**Records of labeled boxes:**

....

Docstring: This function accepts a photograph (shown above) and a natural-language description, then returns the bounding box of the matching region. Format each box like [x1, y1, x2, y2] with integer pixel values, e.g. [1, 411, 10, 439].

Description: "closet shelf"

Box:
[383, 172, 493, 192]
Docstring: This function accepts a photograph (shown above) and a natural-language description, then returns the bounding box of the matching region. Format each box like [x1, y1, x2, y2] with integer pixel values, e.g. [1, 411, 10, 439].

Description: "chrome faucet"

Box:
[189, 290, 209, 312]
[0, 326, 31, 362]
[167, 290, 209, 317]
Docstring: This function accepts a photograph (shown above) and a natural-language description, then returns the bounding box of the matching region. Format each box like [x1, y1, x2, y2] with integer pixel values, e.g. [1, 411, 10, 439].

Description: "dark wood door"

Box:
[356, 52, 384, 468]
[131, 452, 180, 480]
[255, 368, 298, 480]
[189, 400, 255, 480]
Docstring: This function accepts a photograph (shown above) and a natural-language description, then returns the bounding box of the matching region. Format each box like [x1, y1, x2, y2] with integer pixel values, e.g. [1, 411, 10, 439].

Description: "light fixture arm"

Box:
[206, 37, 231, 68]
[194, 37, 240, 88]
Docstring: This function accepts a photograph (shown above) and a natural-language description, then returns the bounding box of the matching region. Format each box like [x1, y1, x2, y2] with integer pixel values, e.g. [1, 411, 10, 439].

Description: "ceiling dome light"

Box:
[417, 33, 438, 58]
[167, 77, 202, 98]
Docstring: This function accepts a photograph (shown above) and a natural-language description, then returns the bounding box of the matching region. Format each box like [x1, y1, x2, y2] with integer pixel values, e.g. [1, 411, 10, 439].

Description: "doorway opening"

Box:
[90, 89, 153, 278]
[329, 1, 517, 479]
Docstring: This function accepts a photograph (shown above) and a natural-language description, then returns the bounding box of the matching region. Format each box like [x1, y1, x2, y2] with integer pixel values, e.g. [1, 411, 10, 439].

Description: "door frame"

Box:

....

Locate each line in the records above that contains the word "light", and copy those lines.

Description: "light fixture arm"
Description: "ceiling dome light"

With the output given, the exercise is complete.